Я не знаю, зачем это нужно, но,
видимо, есть в этом какой-то смысл.
Однажды, мы обязательно начинаем
о чем-то сожалеть. О том, что не стали
рок-звездой. О том, что не вышли замуж
за рок-звезду. О том, что когда-то поспешили
или совсем немного опоздали. О том, что
учились не тому и затеяли не то приключение.
О том, что «Герой нашего времени» так
бестолково закончился, Печорин так и
не нашел свое место в мире, да и ты сама
с утра слоняешься без дела. При этом
даже неважно, у какого окна ты пьешь
кофе и искренне сожалеешь. Даже если
окно на Гиндзе с видом на новенькие
витрины Prada, ты будешь сожалеть и думать
о других городах.
У нас новые соседи. Престарелая
японка с тридцатилетним
гавайцем. Она носит белые платья в рюшах
и отбеливает щеки над морщинистой шеей.
Он не понимает, куда попал и что происходит,
молчит и улыбается, как во сне. Стоит
ему на кухне взять нож, как его наседка-жена,
начинает хлопать крыльями и причитать:
«Опасно-опасно, положи, мой маленький!»
Стоит ему вымыть разделочную доску, как
она заливается в комплиментах его
таланту и уму.

§ Задание 1:
Внесите в таблицу Markdown с колонками «№» и «Запись» строки записей, начиная с первой строки записей и заканчивая строкой с «[287, 104, 309, 155]» включительно. Пустые строки в таблицу не включайте.
Текст и записи между собой не связаны.

§ Исходные данные:
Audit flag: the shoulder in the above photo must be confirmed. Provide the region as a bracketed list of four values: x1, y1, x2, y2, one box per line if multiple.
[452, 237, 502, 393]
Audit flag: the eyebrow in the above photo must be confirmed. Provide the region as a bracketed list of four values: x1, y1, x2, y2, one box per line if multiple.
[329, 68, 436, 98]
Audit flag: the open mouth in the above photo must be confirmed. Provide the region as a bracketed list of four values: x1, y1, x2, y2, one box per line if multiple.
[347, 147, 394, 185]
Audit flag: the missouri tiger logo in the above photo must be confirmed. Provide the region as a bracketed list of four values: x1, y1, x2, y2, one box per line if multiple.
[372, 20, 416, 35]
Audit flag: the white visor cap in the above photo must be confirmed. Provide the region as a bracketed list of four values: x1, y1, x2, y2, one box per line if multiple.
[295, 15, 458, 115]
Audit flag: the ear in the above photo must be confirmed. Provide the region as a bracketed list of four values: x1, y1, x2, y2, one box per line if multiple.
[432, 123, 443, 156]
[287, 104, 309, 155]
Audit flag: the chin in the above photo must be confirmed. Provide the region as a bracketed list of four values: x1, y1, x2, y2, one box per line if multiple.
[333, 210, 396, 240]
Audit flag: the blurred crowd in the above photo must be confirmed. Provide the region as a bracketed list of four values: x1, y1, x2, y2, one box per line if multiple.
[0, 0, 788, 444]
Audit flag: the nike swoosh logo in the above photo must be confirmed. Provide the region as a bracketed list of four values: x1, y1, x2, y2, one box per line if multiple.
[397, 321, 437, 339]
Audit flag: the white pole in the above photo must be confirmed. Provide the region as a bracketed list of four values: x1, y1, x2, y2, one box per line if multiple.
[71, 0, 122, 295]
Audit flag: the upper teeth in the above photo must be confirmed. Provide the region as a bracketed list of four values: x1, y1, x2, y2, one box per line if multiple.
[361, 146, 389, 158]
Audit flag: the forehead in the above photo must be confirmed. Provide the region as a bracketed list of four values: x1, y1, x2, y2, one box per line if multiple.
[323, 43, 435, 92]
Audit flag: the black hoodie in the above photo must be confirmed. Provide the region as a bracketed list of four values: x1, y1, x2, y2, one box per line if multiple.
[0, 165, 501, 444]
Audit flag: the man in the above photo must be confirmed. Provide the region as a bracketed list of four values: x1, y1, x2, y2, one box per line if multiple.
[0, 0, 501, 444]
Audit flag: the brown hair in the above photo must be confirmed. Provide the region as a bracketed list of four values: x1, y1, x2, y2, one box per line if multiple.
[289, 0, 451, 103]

§ Задание 2:
Ответьте на вопросы по тексту:
(a) Кто, согласно тексту, так и не нашел свое место в мире?
(b) Какие платья носит престарелая японка?
(c) Что она говорит, когда муж берет на кухне нож?

§ Ответ 1:
| № | Запись |
|---|---|
| 1 | Audit flag: the shoulder in the above photo must be confirmed. Provide the region as a bracketed list of four values: x1, y1, x2, y2, one box per line if multiple. |
| 2 | [452, 237, 502, 393] |
| 3 | Audit flag: the eyebrow in the above photo must be confirmed. Provide the region as a bracketed list of four values: x1, y1, x2, y2, one box per line if multiple. |
| 4 | [329, 68, 436, 98] |
| 5 | Audit flag: the open mouth in the above photo must be confirmed. Provide the region as a bracketed list of four values: x1, y1, x2, y2, one box per line if multiple. |
| 6 | [347, 147, 394, 185] |
| 7 | Audit flag: the missouri tiger logo in the above photo must be confirmed. Provide the region as a bracketed list of four values: x1, y1, x2, y2, one box per line if multiple. |
| 8 | [372, 20, 416, 35] |
| 9 | Audit flag: the white visor cap in the above photo must be confirmed. Provide the region as a bracketed list of four values: x1, y1, x2, y2, one box per line if multiple. |
| 10 | [295, 15, 458, 115] |
| 11 | Audit flag: the ear in the above photo must be confirmed. Provide the region as a bracketed list of four values: x1, y1, x2, y2, one box per line if multiple. |
| 12 | [432, 123, 443, 156] |
| 13 | [287, 104, 309, 155] |

§ Ответ 2:
(a) Печорин.
(b) Белые платья в рюшах.
(c) «Опасно-опасно, положи, мой маленький!»